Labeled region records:
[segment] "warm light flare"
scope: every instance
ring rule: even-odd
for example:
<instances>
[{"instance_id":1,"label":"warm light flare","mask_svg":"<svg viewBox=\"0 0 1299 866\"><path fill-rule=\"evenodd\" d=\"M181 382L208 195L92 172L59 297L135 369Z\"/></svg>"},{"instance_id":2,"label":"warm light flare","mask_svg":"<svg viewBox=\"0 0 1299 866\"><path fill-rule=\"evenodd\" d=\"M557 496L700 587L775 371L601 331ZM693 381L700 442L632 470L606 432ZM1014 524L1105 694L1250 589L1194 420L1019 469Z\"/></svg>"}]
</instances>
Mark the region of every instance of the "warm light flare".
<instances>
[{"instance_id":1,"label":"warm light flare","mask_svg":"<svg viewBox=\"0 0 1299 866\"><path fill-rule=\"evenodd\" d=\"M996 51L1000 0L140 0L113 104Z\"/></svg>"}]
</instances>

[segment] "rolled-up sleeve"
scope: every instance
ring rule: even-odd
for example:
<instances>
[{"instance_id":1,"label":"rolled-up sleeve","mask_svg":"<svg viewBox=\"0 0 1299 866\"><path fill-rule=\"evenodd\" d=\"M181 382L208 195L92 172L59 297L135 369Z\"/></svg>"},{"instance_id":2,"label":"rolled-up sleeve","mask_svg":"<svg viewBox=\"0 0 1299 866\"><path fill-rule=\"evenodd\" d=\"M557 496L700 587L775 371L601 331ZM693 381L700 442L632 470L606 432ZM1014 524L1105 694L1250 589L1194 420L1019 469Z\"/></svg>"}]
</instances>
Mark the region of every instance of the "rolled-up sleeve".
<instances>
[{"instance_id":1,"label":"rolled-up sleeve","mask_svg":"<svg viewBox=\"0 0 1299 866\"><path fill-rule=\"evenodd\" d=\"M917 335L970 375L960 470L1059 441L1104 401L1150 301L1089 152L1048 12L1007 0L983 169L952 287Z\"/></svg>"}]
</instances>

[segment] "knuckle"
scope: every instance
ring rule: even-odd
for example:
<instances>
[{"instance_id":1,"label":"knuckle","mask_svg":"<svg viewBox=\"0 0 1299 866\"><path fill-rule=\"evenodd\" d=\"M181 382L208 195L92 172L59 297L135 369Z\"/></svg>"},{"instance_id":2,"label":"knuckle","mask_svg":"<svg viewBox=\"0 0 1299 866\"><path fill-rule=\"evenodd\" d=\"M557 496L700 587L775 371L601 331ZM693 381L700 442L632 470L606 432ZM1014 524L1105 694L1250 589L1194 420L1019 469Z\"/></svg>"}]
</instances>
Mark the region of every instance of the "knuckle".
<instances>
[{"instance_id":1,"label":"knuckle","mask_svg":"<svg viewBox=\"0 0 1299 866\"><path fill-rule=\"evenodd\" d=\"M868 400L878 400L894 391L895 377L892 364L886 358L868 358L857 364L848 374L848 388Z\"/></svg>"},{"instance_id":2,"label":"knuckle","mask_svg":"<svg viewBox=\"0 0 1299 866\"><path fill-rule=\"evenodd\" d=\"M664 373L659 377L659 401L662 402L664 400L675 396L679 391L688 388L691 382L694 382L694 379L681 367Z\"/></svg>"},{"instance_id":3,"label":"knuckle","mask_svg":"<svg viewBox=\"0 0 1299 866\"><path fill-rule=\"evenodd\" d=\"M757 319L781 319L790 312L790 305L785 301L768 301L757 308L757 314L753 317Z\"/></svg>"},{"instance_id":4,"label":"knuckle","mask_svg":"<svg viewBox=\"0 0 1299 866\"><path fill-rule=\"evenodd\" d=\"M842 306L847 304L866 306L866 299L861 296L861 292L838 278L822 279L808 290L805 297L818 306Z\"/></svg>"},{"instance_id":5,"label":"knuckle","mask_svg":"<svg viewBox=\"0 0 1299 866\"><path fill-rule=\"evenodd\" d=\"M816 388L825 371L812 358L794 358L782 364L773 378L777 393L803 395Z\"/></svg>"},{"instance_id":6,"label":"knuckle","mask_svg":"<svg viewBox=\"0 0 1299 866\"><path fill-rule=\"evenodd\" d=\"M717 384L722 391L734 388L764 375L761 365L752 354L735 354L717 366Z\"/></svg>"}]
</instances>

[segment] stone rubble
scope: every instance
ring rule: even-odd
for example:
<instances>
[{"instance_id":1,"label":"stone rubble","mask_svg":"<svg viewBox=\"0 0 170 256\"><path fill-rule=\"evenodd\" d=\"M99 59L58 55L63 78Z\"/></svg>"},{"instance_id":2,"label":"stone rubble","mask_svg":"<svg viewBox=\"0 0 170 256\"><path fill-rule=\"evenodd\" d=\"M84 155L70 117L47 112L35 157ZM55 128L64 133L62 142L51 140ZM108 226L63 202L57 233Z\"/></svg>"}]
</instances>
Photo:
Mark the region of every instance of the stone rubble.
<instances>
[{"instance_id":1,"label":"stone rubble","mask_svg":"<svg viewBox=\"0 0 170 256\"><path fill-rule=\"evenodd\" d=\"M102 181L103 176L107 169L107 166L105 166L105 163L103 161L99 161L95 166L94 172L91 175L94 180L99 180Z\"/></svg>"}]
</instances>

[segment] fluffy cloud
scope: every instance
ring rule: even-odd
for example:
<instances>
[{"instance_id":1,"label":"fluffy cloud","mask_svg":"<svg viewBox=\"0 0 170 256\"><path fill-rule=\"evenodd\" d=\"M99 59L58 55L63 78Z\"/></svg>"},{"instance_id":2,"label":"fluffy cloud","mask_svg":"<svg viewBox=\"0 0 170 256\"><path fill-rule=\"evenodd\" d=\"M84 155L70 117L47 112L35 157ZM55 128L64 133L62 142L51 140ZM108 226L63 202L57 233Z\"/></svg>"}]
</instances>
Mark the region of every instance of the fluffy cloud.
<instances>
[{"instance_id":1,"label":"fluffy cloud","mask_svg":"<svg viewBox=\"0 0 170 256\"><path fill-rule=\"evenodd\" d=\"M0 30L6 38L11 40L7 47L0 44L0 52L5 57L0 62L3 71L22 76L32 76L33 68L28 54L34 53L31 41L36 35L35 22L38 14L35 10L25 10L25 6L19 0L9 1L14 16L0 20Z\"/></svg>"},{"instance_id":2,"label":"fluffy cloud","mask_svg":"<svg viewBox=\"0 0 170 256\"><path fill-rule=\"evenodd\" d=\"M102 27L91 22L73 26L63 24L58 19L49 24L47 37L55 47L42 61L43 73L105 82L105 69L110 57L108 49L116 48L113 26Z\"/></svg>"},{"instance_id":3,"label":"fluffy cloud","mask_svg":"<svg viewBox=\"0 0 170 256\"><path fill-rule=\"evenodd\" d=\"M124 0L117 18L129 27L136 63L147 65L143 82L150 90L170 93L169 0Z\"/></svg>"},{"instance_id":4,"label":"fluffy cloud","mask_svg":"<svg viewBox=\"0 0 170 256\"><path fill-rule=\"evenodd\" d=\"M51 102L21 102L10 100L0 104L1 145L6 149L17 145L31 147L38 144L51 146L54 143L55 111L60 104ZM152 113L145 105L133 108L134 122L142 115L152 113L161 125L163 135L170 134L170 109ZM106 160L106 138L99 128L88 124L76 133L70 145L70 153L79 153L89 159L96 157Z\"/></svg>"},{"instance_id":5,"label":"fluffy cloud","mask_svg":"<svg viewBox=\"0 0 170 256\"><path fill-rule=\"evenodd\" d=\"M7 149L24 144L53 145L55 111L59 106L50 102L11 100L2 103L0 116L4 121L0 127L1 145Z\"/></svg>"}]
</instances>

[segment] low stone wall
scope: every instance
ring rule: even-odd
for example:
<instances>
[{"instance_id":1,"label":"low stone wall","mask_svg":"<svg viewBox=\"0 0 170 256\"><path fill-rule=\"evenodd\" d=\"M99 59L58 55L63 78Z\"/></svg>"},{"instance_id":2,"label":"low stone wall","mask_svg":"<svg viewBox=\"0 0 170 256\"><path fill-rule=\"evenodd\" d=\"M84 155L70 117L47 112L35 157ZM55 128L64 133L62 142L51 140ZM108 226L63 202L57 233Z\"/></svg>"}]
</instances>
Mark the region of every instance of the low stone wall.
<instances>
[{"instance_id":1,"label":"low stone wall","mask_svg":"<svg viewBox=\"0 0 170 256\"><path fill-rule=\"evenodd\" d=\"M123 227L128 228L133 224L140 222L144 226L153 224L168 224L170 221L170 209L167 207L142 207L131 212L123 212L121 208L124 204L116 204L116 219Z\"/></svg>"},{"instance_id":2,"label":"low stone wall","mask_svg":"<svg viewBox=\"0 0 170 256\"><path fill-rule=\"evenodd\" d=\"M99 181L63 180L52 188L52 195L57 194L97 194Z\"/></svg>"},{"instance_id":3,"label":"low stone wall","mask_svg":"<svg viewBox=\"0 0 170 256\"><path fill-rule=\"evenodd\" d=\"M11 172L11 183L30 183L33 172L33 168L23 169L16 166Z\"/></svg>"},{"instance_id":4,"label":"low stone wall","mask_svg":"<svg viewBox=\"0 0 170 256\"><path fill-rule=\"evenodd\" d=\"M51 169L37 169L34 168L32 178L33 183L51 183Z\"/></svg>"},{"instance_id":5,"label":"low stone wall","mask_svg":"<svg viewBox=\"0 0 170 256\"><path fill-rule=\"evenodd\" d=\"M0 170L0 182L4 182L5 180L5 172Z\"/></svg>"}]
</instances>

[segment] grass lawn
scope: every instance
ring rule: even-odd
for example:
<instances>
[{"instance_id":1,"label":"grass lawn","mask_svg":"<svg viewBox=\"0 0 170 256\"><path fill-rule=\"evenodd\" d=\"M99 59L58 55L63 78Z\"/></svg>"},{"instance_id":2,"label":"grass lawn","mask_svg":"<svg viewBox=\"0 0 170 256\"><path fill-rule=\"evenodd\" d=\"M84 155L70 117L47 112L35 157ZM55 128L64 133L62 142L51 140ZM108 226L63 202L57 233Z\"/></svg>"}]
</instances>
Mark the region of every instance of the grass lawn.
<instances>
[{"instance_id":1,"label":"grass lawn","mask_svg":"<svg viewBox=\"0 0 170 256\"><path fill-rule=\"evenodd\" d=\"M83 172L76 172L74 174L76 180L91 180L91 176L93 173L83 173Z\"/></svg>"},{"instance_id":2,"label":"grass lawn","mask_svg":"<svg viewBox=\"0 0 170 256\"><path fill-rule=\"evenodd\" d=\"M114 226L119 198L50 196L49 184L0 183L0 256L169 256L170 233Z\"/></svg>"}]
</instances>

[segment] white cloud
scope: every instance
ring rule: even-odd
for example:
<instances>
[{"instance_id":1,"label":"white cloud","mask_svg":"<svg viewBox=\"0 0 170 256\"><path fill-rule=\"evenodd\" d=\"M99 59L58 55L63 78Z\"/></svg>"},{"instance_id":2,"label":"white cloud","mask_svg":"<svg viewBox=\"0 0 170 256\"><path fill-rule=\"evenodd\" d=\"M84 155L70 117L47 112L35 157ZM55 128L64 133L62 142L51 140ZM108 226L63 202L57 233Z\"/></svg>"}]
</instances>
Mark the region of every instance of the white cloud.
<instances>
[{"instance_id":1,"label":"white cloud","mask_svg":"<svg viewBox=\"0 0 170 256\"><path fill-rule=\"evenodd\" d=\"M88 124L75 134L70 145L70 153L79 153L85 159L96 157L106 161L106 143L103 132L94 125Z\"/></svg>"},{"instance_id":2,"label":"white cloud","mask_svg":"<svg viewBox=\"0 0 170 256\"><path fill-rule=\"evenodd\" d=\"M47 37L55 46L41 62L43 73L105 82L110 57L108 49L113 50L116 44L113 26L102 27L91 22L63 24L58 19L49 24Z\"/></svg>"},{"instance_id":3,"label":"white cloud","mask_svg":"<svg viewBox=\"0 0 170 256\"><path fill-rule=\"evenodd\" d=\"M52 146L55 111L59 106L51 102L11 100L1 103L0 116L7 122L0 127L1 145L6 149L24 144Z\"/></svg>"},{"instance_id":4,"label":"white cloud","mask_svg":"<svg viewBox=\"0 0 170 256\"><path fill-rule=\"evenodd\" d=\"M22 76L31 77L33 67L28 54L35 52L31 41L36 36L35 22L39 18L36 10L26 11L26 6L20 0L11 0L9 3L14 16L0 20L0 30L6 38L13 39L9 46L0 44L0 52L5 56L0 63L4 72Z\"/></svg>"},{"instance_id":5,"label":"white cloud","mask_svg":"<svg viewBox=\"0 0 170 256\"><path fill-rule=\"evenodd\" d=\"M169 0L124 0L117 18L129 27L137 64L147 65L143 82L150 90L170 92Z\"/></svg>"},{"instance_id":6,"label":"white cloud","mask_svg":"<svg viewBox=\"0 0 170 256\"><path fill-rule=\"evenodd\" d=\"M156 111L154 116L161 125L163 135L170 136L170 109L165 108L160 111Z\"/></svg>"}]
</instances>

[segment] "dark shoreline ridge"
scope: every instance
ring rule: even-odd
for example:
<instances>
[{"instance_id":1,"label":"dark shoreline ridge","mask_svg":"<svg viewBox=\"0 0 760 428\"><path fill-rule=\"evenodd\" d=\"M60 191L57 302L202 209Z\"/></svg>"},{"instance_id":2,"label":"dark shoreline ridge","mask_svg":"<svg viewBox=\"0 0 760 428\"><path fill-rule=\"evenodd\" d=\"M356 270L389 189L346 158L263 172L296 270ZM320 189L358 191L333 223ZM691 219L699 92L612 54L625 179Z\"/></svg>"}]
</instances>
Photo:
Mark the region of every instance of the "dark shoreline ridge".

### Instructions for the task
Identify every line that includes the word "sleeve" and copy each of those lines.

### Answer to the exercise
[segment] "rolled-up sleeve"
[{"instance_id":1,"label":"rolled-up sleeve","mask_svg":"<svg viewBox=\"0 0 1299 866\"><path fill-rule=\"evenodd\" d=\"M181 382L208 195L92 172L59 297L135 369Z\"/></svg>"},{"instance_id":2,"label":"rolled-up sleeve","mask_svg":"<svg viewBox=\"0 0 1299 866\"><path fill-rule=\"evenodd\" d=\"M557 496L700 587L775 371L601 331ZM693 381L700 442L632 470L606 432ZM1014 524L1105 694L1250 589L1194 420L1019 469Z\"/></svg>"}]
Mark the region of every instance of the "rolled-up sleeve".
[{"instance_id":1,"label":"rolled-up sleeve","mask_svg":"<svg viewBox=\"0 0 1299 866\"><path fill-rule=\"evenodd\" d=\"M917 335L970 375L960 470L1059 441L1104 401L1150 301L1089 152L1048 12L1007 0L983 169L952 287Z\"/></svg>"}]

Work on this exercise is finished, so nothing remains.